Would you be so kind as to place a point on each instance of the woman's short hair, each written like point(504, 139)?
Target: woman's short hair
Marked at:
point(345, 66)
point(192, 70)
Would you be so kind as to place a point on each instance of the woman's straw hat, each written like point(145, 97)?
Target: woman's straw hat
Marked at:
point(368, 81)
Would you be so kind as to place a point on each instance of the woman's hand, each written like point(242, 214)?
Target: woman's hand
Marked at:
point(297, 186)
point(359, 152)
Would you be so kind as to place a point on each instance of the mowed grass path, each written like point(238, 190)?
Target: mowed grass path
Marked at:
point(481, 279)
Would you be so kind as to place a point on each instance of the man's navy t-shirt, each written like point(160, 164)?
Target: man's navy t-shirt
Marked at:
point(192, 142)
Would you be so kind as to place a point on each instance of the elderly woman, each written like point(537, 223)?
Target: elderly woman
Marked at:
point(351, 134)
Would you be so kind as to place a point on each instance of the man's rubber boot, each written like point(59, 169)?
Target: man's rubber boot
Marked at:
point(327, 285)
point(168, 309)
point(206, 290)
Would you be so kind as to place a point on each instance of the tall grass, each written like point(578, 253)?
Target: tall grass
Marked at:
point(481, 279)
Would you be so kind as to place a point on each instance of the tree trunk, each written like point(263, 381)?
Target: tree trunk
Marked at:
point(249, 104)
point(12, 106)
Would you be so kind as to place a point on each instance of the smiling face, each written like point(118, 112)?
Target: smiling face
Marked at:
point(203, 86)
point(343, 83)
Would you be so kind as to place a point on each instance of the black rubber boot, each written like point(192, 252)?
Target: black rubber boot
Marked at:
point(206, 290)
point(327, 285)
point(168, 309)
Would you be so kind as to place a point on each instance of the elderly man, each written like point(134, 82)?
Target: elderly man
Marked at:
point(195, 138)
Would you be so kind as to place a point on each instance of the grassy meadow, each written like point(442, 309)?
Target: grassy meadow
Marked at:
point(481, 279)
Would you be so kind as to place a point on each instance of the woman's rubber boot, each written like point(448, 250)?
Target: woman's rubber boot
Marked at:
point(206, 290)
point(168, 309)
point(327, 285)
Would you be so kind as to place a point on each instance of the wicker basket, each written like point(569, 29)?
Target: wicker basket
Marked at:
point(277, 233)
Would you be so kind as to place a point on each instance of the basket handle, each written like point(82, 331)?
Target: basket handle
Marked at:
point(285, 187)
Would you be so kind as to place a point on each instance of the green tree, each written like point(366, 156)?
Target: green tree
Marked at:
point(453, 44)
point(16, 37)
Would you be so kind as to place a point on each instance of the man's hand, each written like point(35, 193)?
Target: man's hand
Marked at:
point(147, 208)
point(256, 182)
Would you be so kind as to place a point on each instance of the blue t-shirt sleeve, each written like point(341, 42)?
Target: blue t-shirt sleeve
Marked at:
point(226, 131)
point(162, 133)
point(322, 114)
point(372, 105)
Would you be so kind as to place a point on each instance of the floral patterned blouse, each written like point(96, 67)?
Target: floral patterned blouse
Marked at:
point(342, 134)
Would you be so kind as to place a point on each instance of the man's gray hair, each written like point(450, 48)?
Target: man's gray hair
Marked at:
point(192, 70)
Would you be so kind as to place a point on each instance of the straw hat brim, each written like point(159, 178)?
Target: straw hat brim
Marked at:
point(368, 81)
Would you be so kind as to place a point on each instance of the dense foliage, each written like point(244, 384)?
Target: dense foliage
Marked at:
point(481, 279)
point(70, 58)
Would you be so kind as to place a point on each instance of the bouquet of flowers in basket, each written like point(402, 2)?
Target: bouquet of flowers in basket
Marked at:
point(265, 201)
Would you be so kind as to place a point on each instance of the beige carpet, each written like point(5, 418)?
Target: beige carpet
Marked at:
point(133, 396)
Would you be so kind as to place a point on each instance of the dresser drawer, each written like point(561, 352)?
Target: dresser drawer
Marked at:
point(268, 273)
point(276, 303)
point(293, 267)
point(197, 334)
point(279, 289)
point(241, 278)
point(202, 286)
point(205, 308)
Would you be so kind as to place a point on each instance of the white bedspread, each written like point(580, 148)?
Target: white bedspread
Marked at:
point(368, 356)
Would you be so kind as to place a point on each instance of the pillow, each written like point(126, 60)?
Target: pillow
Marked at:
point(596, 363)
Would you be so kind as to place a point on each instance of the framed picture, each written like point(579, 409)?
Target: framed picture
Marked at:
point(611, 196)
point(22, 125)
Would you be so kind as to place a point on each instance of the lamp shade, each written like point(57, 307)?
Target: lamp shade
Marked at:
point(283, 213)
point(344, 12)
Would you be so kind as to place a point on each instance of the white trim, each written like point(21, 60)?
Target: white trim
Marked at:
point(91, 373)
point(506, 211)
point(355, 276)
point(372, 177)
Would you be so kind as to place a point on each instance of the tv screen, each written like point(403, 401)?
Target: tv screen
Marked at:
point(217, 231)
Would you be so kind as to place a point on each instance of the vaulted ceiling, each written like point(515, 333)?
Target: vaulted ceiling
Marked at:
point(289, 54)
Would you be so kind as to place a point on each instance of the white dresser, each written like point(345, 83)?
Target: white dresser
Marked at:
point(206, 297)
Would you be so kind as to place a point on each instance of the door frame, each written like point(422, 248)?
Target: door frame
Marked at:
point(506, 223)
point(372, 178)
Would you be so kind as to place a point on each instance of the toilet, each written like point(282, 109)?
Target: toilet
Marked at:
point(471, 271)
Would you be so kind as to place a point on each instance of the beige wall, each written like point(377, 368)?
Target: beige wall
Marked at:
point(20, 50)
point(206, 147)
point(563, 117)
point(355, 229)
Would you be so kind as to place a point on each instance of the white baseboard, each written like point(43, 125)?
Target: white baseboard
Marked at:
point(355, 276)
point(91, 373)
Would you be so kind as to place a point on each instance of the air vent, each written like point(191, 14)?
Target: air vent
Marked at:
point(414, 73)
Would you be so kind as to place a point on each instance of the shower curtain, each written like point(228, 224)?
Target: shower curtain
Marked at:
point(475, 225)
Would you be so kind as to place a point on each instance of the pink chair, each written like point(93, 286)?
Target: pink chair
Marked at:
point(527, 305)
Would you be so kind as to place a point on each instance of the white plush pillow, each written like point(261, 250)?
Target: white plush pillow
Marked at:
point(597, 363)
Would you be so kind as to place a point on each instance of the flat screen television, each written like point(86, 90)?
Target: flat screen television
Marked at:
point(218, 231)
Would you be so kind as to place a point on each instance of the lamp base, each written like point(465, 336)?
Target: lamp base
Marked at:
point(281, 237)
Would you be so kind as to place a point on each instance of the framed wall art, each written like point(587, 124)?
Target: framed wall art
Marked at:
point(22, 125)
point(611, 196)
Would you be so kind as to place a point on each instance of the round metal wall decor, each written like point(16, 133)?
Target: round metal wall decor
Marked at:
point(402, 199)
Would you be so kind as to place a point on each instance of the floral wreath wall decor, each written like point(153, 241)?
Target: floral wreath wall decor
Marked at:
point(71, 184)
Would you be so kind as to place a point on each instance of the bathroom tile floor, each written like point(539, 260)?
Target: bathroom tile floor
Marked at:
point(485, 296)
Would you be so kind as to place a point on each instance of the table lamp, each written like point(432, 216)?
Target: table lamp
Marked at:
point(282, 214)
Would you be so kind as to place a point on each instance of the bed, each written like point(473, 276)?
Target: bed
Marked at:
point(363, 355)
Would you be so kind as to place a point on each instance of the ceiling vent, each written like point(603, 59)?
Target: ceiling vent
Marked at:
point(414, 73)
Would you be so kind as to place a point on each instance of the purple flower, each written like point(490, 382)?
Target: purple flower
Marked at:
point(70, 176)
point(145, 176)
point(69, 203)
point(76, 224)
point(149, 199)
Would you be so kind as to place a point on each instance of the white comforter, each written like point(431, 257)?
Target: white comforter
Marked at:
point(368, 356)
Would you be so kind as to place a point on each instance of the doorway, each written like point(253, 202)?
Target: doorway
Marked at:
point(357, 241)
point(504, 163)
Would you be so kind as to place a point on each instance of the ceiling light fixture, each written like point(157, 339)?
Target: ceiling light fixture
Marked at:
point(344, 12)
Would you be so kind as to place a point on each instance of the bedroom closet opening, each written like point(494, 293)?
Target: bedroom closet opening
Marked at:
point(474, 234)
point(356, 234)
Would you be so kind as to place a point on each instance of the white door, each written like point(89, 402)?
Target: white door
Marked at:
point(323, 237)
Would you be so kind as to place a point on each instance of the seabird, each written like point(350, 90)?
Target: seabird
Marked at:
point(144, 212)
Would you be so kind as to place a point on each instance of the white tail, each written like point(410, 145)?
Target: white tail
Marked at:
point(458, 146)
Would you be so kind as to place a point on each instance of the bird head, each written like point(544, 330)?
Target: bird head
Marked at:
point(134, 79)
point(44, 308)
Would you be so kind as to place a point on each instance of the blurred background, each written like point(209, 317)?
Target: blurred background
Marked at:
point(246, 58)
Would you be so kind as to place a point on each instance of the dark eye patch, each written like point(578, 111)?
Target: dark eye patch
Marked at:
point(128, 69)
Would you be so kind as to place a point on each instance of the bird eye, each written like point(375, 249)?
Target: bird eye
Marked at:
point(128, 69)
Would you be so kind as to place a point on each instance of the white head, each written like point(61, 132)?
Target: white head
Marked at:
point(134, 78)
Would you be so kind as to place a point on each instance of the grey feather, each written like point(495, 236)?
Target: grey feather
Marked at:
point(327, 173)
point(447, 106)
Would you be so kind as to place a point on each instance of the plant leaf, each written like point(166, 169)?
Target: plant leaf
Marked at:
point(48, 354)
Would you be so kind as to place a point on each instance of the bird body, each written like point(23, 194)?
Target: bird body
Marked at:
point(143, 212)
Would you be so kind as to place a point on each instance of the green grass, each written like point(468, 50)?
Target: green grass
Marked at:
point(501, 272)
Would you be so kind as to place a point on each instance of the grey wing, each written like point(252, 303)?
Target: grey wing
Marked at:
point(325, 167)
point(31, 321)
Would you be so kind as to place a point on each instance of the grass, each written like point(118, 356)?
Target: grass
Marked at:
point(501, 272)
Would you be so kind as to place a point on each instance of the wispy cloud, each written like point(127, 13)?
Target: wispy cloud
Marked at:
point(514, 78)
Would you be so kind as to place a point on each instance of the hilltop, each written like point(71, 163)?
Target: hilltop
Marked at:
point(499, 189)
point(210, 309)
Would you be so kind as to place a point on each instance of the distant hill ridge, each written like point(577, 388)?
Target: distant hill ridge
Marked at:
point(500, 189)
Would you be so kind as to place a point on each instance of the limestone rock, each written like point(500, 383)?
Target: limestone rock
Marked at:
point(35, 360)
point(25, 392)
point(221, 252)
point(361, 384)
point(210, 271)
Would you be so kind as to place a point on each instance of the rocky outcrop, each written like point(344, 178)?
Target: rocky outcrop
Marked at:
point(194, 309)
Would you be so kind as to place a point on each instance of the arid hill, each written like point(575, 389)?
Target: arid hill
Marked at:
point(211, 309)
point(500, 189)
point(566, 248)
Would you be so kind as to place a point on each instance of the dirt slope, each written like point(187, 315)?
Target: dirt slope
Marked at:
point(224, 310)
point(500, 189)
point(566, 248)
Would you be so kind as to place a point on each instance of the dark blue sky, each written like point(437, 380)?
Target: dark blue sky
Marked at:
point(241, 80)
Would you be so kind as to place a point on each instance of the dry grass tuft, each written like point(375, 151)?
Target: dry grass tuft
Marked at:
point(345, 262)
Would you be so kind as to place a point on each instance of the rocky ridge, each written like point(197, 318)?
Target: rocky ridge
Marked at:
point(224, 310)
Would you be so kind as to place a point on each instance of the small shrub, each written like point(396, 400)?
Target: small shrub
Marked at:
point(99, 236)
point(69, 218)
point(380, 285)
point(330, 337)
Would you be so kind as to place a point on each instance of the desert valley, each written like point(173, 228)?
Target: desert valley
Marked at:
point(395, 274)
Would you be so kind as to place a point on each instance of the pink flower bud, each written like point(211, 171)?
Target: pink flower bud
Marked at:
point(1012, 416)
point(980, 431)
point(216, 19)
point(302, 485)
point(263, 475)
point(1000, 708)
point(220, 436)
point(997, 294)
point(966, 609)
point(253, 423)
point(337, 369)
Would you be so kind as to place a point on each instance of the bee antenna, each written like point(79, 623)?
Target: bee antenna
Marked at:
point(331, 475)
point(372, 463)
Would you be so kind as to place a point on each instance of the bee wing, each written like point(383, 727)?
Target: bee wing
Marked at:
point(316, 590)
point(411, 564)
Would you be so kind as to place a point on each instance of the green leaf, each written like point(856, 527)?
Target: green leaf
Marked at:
=======
**EXERCISE TASK:**
Recast the part of the data above that opens with the line containing "like point(153, 241)?" and closes with the line containing "point(485, 296)" as a JSON list of strings, one string per line, with blank lines left out.

**TASK RESULT:**
[
  "Would you be so kind as to place a point on each instance of the floral wreath wall decor, each written like point(153, 241)?",
  "Target: floral wreath wall decor",
  "Marked at:",
  "point(71, 184)",
  "Would you be so kind as to place a point on each instance of the bathroom tile floor, each written like point(539, 260)?",
  "Target: bathroom tile floor",
  "Marked at:",
  "point(485, 296)"
]